Rescale the entries from the line that has "drop a point: the tail fin insignia" through the end of the entries, both ends included. Reproduce every line, including those without coordinates, with each point coordinate multiplied by 0.85 and rounded to a whole number, halves rounding up.

• Data in this exercise
>> start

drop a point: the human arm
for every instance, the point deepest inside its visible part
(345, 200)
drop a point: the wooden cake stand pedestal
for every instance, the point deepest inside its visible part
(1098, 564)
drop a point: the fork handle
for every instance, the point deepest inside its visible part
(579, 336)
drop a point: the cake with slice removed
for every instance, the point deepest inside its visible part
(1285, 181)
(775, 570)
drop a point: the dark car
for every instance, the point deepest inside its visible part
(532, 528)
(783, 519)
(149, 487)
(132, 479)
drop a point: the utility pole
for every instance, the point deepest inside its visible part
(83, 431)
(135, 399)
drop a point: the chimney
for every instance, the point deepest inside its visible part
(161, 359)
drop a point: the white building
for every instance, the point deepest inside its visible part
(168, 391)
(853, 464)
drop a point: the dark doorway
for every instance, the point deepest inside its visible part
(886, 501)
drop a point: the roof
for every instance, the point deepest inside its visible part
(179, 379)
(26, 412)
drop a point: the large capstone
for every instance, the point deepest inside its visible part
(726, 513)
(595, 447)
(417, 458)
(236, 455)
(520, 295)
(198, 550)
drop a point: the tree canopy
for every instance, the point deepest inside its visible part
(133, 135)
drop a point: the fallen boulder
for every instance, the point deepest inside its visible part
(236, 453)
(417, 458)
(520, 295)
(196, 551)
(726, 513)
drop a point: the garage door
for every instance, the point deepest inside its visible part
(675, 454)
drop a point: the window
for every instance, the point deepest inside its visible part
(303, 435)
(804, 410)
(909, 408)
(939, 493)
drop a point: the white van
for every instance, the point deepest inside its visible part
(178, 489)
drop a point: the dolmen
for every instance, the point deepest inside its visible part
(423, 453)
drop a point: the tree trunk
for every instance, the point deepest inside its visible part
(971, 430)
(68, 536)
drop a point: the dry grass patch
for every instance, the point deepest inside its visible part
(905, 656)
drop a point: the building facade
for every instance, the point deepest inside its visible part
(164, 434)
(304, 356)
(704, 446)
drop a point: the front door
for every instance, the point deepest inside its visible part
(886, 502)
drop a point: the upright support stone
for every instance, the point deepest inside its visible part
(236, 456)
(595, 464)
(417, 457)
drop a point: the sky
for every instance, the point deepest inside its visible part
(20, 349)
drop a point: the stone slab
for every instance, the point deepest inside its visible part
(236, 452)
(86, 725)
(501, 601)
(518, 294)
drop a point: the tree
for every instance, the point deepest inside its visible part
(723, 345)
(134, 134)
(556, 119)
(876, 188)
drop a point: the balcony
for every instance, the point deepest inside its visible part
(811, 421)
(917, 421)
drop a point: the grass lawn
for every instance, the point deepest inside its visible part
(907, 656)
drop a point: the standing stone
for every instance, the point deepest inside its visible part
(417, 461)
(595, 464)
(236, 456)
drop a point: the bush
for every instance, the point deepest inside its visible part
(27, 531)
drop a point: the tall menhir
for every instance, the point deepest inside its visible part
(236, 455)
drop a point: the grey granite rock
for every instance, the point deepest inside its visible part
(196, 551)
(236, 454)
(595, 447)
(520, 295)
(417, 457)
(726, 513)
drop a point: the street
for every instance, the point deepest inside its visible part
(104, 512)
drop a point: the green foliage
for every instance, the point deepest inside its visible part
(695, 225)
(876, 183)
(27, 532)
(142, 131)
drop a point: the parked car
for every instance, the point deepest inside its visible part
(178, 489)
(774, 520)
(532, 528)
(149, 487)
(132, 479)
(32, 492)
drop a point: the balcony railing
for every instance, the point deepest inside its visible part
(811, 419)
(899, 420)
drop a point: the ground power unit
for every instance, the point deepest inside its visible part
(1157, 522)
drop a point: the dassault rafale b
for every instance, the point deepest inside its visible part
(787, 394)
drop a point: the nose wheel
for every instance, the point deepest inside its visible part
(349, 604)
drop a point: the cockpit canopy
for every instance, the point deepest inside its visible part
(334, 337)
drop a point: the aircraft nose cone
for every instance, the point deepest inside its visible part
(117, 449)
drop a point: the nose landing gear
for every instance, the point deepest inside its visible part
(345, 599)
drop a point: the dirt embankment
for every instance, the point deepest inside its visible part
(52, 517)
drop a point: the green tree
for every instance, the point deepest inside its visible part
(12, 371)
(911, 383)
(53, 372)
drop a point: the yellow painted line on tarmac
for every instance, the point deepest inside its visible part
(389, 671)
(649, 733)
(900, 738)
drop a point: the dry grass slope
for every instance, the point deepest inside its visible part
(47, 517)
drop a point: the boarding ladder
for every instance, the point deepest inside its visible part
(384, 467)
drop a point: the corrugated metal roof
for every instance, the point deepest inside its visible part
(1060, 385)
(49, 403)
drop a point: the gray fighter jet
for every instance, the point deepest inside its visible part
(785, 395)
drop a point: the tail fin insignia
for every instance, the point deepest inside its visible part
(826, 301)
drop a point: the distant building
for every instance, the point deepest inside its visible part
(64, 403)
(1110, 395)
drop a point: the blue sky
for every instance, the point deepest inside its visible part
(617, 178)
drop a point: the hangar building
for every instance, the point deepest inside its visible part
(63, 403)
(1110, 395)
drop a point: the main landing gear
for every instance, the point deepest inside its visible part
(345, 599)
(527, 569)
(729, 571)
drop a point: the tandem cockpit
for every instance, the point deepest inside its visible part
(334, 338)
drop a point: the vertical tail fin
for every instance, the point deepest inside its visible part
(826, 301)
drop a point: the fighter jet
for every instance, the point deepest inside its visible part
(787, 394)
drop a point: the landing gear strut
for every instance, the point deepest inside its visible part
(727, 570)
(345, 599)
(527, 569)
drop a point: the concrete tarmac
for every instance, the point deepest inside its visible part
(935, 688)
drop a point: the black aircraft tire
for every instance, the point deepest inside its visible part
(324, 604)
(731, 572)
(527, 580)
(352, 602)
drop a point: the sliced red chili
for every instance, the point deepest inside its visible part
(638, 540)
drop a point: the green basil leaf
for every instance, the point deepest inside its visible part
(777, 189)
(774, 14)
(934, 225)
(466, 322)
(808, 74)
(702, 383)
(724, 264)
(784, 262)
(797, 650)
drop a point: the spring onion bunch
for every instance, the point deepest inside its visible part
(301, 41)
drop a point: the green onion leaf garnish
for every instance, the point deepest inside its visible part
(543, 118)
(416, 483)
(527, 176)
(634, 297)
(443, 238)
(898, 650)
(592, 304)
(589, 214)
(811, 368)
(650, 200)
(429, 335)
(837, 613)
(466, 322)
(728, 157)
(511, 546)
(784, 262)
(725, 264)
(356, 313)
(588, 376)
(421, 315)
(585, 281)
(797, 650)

>> end

• Task response
drop a point: the tail fin insignia
for every instance, the point deepest inside its visible part
(702, 256)
drop a point: the distant building
for every instance, the point deepest inside its visible part
(54, 343)
(944, 336)
drop a point: the blue sky
for every instance, the point deepest inside its visible part
(524, 151)
drop a point: the hangar building
for every instance, the point deepest inside its visible part
(54, 343)
(944, 336)
drop a point: the main landing gear
for every instance, the point deepest inside its visible part
(293, 509)
(448, 484)
(620, 485)
drop a point: the tandem cockpit
for every instance, the point deepest inside its visible part
(284, 287)
drop a point: the vertical tail fin
for every instance, the point deepest inside its visible part
(702, 256)
drop a point: the fighter jet
for every instance, the point deepest inside its visible part
(669, 335)
drop a point: the landing gear strut
for every instance, the point deepest inside its visible part
(618, 485)
(293, 509)
(448, 484)
drop a point: the concrete tarmac
for every instance, the point deepest inside its visible part
(795, 585)
drop a point: the black aircraft tire
for every instance, the point deepest inside its visible part
(275, 513)
(621, 486)
(448, 493)
(299, 512)
drop a point: the sliced red chili
for every instance, the point deepest inside its visible part
(542, 459)
drop a point: the green basil leaf
for every instance, the point deepest inside its visible part
(660, 161)
(658, 12)
(794, 191)
(396, 274)
(687, 63)
(597, 326)
(615, 224)
(666, 223)
(677, 553)
drop a point: the spring onion bunch
for every instance, the point deepest inside its visible part
(256, 35)
drop a point: the green onion leaf garnish
for every instance, the point deepest inside its visible part
(462, 100)
(354, 411)
(448, 150)
(539, 252)
(377, 202)
(763, 553)
(503, 258)
(501, 182)
(689, 313)
(553, 170)
(365, 285)
(711, 521)
(396, 274)
(619, 133)
(434, 464)
(666, 223)
(616, 224)
(303, 266)
(500, 320)
(358, 268)
(497, 239)
(677, 553)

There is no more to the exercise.